Do this:
Reproduce every line of the records below, request lines included, and scale each coordinate in the answers by 1.1. Round to the nearest whole number, with halves rounded up.

Data rows:
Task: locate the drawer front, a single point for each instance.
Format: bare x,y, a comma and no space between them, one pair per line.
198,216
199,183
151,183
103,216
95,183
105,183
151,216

Reply:
Task: locate the drawer front, a single point for each instance.
Format: bare x,y, a comma and no space between them, one pair per line.
218,238
219,201
166,201
113,238
105,201
116,201
166,238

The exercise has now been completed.